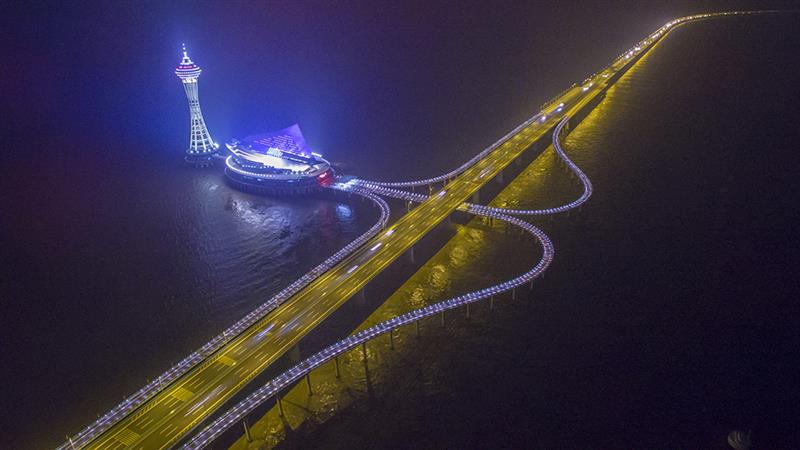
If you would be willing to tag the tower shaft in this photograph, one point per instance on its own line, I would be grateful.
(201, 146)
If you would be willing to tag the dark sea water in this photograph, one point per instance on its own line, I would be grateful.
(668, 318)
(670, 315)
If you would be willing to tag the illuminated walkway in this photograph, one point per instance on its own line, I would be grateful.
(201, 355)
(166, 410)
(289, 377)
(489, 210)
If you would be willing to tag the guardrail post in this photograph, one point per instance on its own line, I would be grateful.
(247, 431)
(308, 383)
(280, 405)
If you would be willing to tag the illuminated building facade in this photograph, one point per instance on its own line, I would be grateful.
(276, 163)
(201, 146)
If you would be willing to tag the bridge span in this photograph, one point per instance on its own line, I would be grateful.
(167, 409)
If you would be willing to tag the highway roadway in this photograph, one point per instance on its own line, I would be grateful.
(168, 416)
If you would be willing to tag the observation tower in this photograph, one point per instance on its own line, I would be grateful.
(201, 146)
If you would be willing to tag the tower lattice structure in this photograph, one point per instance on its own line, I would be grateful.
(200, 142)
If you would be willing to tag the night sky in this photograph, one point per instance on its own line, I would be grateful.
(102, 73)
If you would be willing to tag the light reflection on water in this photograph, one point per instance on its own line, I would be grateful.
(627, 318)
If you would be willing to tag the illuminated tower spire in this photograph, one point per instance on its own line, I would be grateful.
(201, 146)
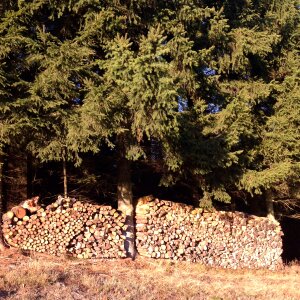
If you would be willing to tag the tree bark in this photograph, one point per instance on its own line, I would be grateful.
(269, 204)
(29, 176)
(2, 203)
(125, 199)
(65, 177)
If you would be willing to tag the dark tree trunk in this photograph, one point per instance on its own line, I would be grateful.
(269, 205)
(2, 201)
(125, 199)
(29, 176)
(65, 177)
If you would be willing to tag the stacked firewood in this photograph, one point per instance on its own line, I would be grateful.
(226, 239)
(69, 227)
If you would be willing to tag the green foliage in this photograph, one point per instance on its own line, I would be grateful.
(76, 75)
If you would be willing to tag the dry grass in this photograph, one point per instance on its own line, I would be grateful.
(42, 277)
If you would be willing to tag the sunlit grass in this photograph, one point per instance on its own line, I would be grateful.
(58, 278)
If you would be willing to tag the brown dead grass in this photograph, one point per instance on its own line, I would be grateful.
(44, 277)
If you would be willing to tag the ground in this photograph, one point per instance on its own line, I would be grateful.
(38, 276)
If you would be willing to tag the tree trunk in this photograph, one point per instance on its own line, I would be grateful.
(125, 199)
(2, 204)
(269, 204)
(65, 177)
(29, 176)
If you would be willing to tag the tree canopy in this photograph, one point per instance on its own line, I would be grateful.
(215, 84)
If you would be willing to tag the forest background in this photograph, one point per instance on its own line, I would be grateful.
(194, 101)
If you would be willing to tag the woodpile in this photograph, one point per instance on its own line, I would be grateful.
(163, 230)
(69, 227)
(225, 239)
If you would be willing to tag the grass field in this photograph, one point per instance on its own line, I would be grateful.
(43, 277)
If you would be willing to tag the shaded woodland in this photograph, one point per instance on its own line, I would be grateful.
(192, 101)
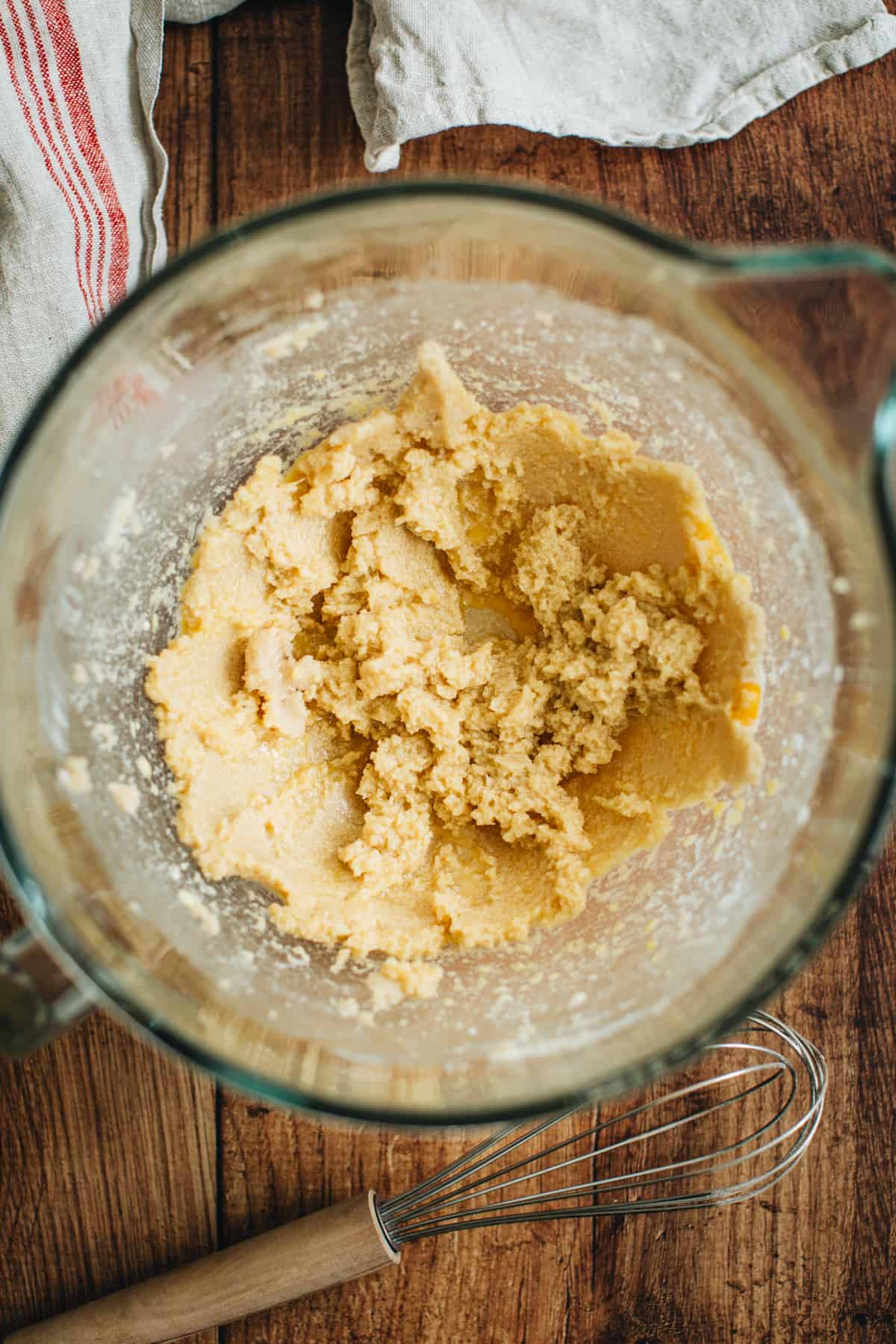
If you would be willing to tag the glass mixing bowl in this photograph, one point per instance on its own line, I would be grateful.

**Problem requirements**
Set down every record once more, word for word, without pictures.

**Solution to the exercise**
If you would be willing to tag the tower shaft in this photograph, one point per instance on its own line, I would be grateful.
(201, 146)
If you would be willing to tag the dark sea water in this photograph, one point per instance on its own line, I would be grateful.
(668, 318)
(670, 315)
If you would be willing to tag the illuminated walkway in this photograph, one point per instance on its own line, I would be grateful.
(201, 355)
(166, 410)
(289, 377)
(489, 210)
If you would be willing to tag the guardrail post in this photograph, one point per instance on its own line, I would be grateful.
(247, 431)
(308, 383)
(280, 405)
If you would be willing to tag the illuminated building facade in this photograph, one point per instance on its own line, I would be grateful.
(276, 163)
(201, 146)
If you would be willing to tag the bridge span in this photograph, one point per instance on its own line, I would be grateful.
(167, 409)
If you would be willing to tag the highway roadway in this photograph, one point per instance on its own line, I would be grateful.
(168, 416)
If you would be willing to tag the observation tower in this photograph, one point per instance on its own line, I would be grateful.
(201, 146)
If you would be willing to tag the tower lattice structure in this photograph, one point per instance on its own line, I would be grateful.
(200, 142)
If you would be willing to tag the night sky in this photograph, one point per instance on its own line, I would be grateful.
(102, 73)
If you would be willing to tag the light reflection on water in this photograph, one point per instance on its own line, I would be grateful.
(627, 318)
If you would be willing to tag the illuminated tower spire in this photograph, one point per instance on its own line, I would be grateful.
(201, 146)
If you would be willing to tag the tree bark in this photograph, one point per instance on its own line, I would be grateful.
(269, 204)
(29, 176)
(2, 203)
(125, 199)
(65, 177)
If you would be willing to tag the dark tree trunk in this photograph, one point per instance on its own line, I would be grateful.
(269, 205)
(2, 201)
(125, 199)
(29, 176)
(65, 177)
If you would be willing to tag the stacked firewood in this photograph, one point per instance on its own line, I would be grateful.
(226, 239)
(69, 227)
If you would be willing to tag the green foliage in this photograph, one point per instance on its own line, I would be grateful.
(76, 75)
If you would be willing to tag the dry grass in this photograph, one point per instance on its own line, I would be grateful.
(42, 277)
If you would be willing to tag the sunlit grass in this photograph, one point per instance on its own line, I would be grateful.
(58, 278)
If you would be willing to tag the brown dead grass in this photograph, one point per instance on its own line, I would be grateful.
(44, 277)
If you would be willing to tag the ground in this photograph, one point per instance on its own line, I would be grateful.
(38, 276)
If you would be willing to tag the tree trunk in this photograph, one point per instance on its own line, I would be grateful.
(125, 199)
(2, 204)
(269, 204)
(65, 177)
(29, 176)
If you would be willing to tag the tree canopy in this photograph, one point per instance on its own line, I would be grateful.
(215, 84)
If you would be willing to tag the forest background in this photograph, one point per instance on its own line, I would be grateful.
(194, 101)
If you would be willing to tag the woodpile in this photograph, one point per instance on its own line, I would be grateful.
(163, 230)
(69, 227)
(225, 239)
If you would be willing to tag the grass field in this photograph, one point per instance on its own line, I would be grateful.
(43, 277)
If you would be willing to tag the shaded woodland in this photograph, one point per instance on its own line, I would be grateful.
(192, 101)
If you would be willing to tag the glass mixing bowl in this photograph, one point per instance on its own line, I would be grateful.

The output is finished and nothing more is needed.